Text:
= = = =

Jon Stewart Bursts over Expired Healthcare Benefits for 9/11 Responders

Jon Stewart Bursts over Expired Healthcare Benefits for 9/11 Responders

Jon Stewart graced the stage of his former digs, The Daily Show, for the first time since leaving in August after serving as host of the show for 16 years. His appearance had nothing to do with him, and laughter was kept at a minimum, however. The heartbreaking episode was to shine light on the thousands of 9/11 first responders who were left high and dry after their healthcare benefits expired at the end of September.

Stewart blasted Senate Majority Leader Mitch McConnell, explaining that he pushed a bill similar to the 2011 James Zadroga 9/11 Health and Compensation Act to benefit sick workers in his home state, but cut the 9/11 legislation from a recently-passed transportation bill because he didn’t get oil sales-related concessions.

“Senator Mitch McConnell of Kentucky doesn’t give a sh*t about anything but politics,” Stewart opined.

= = = =

Given data:
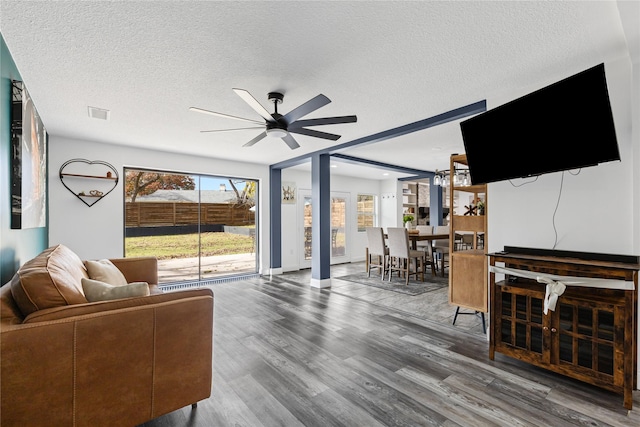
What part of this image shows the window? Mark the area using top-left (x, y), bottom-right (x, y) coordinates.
top-left (358, 194), bottom-right (378, 231)
top-left (124, 168), bottom-right (258, 284)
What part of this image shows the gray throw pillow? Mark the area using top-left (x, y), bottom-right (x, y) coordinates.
top-left (84, 259), bottom-right (127, 286)
top-left (82, 278), bottom-right (149, 302)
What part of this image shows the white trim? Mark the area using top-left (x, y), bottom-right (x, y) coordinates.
top-left (311, 278), bottom-right (331, 289)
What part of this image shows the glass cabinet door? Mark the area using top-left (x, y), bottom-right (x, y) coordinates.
top-left (497, 288), bottom-right (549, 362)
top-left (556, 303), bottom-right (615, 375)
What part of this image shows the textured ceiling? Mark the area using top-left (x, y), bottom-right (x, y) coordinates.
top-left (0, 0), bottom-right (638, 178)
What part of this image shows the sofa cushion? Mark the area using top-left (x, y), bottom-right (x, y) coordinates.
top-left (84, 259), bottom-right (127, 286)
top-left (82, 278), bottom-right (149, 302)
top-left (11, 245), bottom-right (88, 316)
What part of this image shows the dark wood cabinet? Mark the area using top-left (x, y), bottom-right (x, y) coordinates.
top-left (489, 248), bottom-right (640, 410)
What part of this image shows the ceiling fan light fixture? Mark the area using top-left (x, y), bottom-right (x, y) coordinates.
top-left (267, 128), bottom-right (289, 138)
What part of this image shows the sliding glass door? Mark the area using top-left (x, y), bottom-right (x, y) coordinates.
top-left (124, 169), bottom-right (258, 284)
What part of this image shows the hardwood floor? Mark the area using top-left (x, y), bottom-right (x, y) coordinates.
top-left (143, 264), bottom-right (640, 427)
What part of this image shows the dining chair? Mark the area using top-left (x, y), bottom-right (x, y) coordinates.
top-left (433, 225), bottom-right (449, 277)
top-left (387, 227), bottom-right (425, 285)
top-left (416, 225), bottom-right (436, 276)
top-left (366, 227), bottom-right (389, 280)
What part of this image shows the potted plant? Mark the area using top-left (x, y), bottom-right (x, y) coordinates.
top-left (402, 214), bottom-right (413, 229)
top-left (476, 198), bottom-right (484, 215)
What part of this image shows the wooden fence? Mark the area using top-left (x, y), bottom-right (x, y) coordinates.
top-left (125, 202), bottom-right (255, 227)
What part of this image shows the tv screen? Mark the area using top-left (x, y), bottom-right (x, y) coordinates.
top-left (460, 64), bottom-right (620, 184)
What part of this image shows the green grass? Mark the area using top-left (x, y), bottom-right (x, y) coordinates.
top-left (124, 233), bottom-right (254, 259)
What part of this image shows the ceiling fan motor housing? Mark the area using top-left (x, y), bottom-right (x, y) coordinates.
top-left (267, 92), bottom-right (284, 104)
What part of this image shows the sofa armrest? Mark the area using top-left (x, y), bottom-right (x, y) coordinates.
top-left (110, 257), bottom-right (158, 285)
top-left (0, 289), bottom-right (213, 426)
top-left (23, 288), bottom-right (213, 324)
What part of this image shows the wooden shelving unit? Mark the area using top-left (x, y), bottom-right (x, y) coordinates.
top-left (449, 154), bottom-right (489, 323)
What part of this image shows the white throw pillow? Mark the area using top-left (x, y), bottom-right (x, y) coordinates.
top-left (84, 259), bottom-right (127, 286)
top-left (82, 277), bottom-right (149, 302)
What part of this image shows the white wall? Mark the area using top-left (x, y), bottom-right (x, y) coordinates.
top-left (282, 169), bottom-right (384, 271)
top-left (487, 56), bottom-right (640, 255)
top-left (49, 136), bottom-right (270, 272)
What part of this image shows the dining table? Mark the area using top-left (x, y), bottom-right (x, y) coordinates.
top-left (409, 233), bottom-right (449, 250)
top-left (365, 233), bottom-right (449, 271)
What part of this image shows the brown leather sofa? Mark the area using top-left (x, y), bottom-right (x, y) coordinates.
top-left (0, 245), bottom-right (213, 427)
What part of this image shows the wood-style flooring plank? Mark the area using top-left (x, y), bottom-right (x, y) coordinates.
top-left (143, 264), bottom-right (640, 427)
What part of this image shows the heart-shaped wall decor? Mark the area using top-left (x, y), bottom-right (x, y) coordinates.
top-left (60, 159), bottom-right (119, 207)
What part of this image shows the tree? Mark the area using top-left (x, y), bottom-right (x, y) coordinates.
top-left (125, 171), bottom-right (196, 202)
top-left (229, 179), bottom-right (256, 207)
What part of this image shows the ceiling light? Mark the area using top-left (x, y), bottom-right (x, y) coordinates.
top-left (88, 107), bottom-right (111, 120)
top-left (267, 128), bottom-right (289, 138)
top-left (433, 169), bottom-right (471, 187)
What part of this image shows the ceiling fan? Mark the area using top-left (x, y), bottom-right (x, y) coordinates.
top-left (189, 89), bottom-right (357, 150)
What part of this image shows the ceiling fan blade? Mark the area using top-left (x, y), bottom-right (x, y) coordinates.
top-left (243, 130), bottom-right (267, 147)
top-left (289, 128), bottom-right (340, 141)
top-left (189, 107), bottom-right (263, 125)
top-left (289, 116), bottom-right (358, 129)
top-left (200, 126), bottom-right (264, 133)
top-left (283, 94), bottom-right (331, 123)
top-left (233, 88), bottom-right (276, 123)
top-left (282, 133), bottom-right (300, 150)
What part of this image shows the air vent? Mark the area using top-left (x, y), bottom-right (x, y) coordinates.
top-left (89, 107), bottom-right (110, 120)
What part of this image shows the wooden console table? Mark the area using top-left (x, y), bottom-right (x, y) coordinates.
top-left (488, 247), bottom-right (640, 410)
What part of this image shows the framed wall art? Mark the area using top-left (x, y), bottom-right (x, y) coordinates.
top-left (11, 80), bottom-right (47, 229)
top-left (282, 182), bottom-right (297, 204)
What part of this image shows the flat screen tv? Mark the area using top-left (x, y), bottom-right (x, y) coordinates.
top-left (460, 64), bottom-right (620, 184)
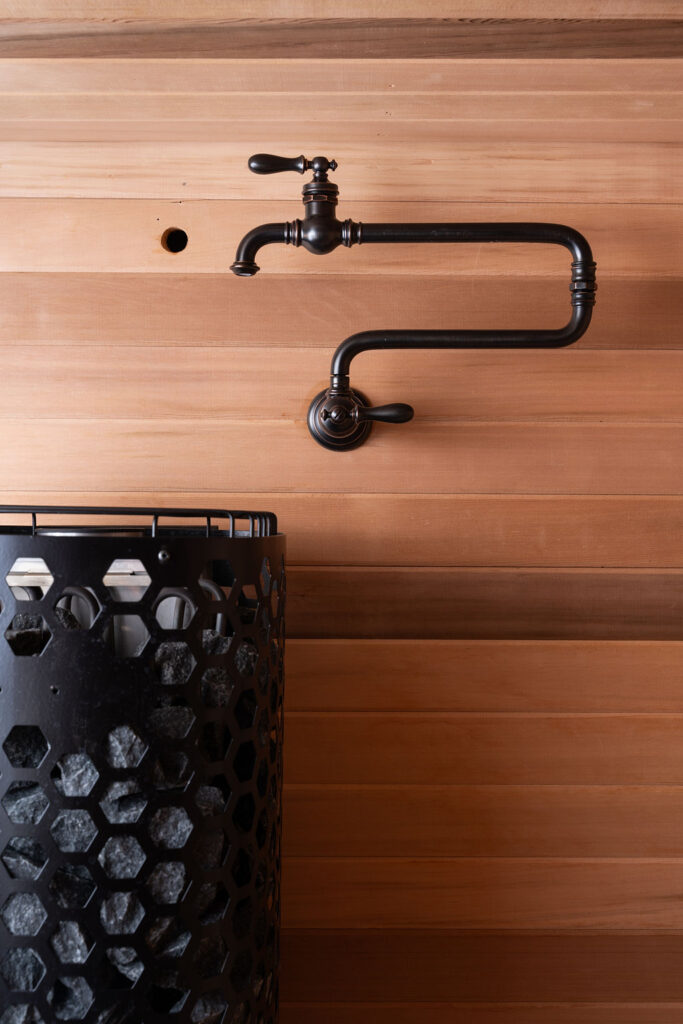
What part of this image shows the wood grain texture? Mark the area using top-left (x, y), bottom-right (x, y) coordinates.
top-left (0, 92), bottom-right (683, 126)
top-left (1, 0), bottom-right (680, 22)
top-left (0, 417), bottom-right (683, 493)
top-left (283, 857), bottom-right (683, 932)
top-left (282, 929), bottom-right (683, 999)
top-left (287, 712), bottom-right (683, 786)
top-left (283, 786), bottom-right (683, 858)
top-left (0, 274), bottom-right (671, 350)
top-left (0, 57), bottom-right (683, 93)
top-left (0, 138), bottom-right (683, 201)
top-left (280, 1002), bottom-right (683, 1024)
top-left (289, 566), bottom-right (683, 640)
top-left (0, 17), bottom-right (682, 60)
top-left (0, 199), bottom-right (671, 276)
top-left (287, 639), bottom-right (683, 712)
top-left (10, 344), bottom-right (683, 423)
top-left (2, 490), bottom-right (683, 569)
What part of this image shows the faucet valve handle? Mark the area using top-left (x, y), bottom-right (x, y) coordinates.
top-left (249, 153), bottom-right (337, 181)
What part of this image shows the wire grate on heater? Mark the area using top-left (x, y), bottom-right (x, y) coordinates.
top-left (0, 509), bottom-right (285, 1024)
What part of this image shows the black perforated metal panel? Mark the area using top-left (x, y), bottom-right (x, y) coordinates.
top-left (0, 512), bottom-right (285, 1024)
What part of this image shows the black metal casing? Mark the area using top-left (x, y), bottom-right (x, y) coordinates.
top-left (230, 153), bottom-right (597, 452)
top-left (0, 509), bottom-right (285, 1024)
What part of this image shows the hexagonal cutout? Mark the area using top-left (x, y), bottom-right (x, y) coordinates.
top-left (5, 611), bottom-right (52, 657)
top-left (102, 558), bottom-right (152, 601)
top-left (48, 863), bottom-right (95, 910)
top-left (146, 693), bottom-right (196, 739)
top-left (200, 722), bottom-right (232, 761)
top-left (193, 882), bottom-right (230, 925)
top-left (2, 725), bottom-right (49, 768)
top-left (195, 775), bottom-right (230, 817)
top-left (150, 807), bottom-right (194, 850)
top-left (232, 739), bottom-right (256, 782)
top-left (193, 935), bottom-right (228, 978)
top-left (0, 1002), bottom-right (45, 1024)
top-left (102, 946), bottom-right (144, 983)
top-left (50, 810), bottom-right (97, 853)
top-left (193, 828), bottom-right (230, 871)
top-left (0, 946), bottom-right (45, 992)
top-left (189, 992), bottom-right (227, 1024)
top-left (106, 725), bottom-right (147, 768)
top-left (144, 916), bottom-right (190, 959)
top-left (1, 836), bottom-right (47, 881)
top-left (54, 587), bottom-right (100, 630)
top-left (97, 836), bottom-right (146, 879)
top-left (238, 583), bottom-right (258, 626)
top-left (154, 587), bottom-right (197, 630)
top-left (232, 793), bottom-right (256, 833)
top-left (147, 860), bottom-right (187, 903)
top-left (0, 893), bottom-right (47, 935)
top-left (232, 896), bottom-right (254, 942)
top-left (5, 558), bottom-right (54, 601)
top-left (147, 974), bottom-right (189, 1014)
top-left (47, 978), bottom-right (94, 1021)
top-left (50, 752), bottom-right (99, 797)
top-left (99, 893), bottom-right (144, 935)
top-left (235, 849), bottom-right (254, 889)
top-left (50, 921), bottom-right (94, 964)
top-left (152, 750), bottom-right (193, 793)
top-left (2, 782), bottom-right (50, 825)
top-left (230, 949), bottom-right (254, 992)
top-left (99, 778), bottom-right (147, 824)
top-left (155, 640), bottom-right (197, 686)
top-left (102, 615), bottom-right (150, 657)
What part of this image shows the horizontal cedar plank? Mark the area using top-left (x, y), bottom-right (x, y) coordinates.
top-left (9, 344), bottom-right (683, 423)
top-left (0, 120), bottom-right (681, 147)
top-left (287, 712), bottom-right (683, 782)
top-left (287, 639), bottom-right (683, 712)
top-left (288, 565), bottom-right (683, 640)
top-left (0, 417), bottom-right (683, 493)
top-left (282, 929), bottom-right (683, 999)
top-left (0, 57), bottom-right (683, 93)
top-left (283, 857), bottom-right (683, 931)
top-left (0, 139), bottom-right (683, 200)
top-left (2, 493), bottom-right (683, 569)
top-left (0, 199), bottom-right (683, 276)
top-left (0, 17), bottom-right (682, 59)
top-left (280, 1002), bottom-right (683, 1024)
top-left (284, 786), bottom-right (683, 857)
top-left (0, 419), bottom-right (683, 495)
top-left (0, 274), bottom-right (671, 350)
top-left (0, 91), bottom-right (683, 123)
top-left (3, 0), bottom-right (680, 18)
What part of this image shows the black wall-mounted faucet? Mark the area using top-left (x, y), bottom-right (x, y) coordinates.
top-left (230, 154), bottom-right (597, 452)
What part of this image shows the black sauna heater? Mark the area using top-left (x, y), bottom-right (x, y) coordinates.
top-left (0, 507), bottom-right (285, 1024)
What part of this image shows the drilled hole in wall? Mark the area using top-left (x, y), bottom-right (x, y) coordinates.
top-left (161, 227), bottom-right (187, 253)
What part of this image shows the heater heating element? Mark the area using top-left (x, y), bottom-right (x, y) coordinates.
top-left (0, 507), bottom-right (285, 1024)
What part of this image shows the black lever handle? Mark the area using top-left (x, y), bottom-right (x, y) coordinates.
top-left (249, 153), bottom-right (337, 174)
top-left (355, 401), bottom-right (415, 423)
top-left (249, 153), bottom-right (308, 174)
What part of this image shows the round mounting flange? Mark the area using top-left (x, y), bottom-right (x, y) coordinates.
top-left (308, 388), bottom-right (373, 452)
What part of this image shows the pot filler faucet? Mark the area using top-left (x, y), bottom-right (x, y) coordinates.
top-left (230, 154), bottom-right (597, 452)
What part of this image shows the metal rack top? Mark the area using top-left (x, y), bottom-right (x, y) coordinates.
top-left (0, 505), bottom-right (278, 538)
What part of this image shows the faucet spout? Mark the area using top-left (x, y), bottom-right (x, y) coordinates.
top-left (230, 221), bottom-right (293, 278)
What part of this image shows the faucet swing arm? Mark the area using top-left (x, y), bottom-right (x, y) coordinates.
top-left (308, 223), bottom-right (597, 452)
top-left (230, 154), bottom-right (597, 452)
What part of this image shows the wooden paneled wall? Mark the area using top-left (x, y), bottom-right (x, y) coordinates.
top-left (0, 0), bottom-right (683, 1024)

= = = =

To be done:
- a) Answer these questions from the article about Jon Stewart:
(i) For how many years did Stewart host The Daily Show?
(ii) When did the healthcare benefits of the 9/11 first responders expire?
(iii) Which state does Senator Mitch McConnell represent?
- b) Set down the article about Jon Stewart word for word from "Jon Stewart graced" to "end of September.".
The rows play no part in what follows.

Task-by-task results:
- a)
(i) 16 years
(ii) At the end of September
(iii) Kentucky

- b)
Jon Stewart graced the stage of his former digs, The Daily Show, for the first time since leaving in August after serving as host of the show for 16 years. His appearance had nothing to do with him, and laughter was kept at a minimum, however. The heartbreaking episode was to shine light on the thousands of 9/11 first responders who were left high and dry after their healthcare benefits expired at the end of September.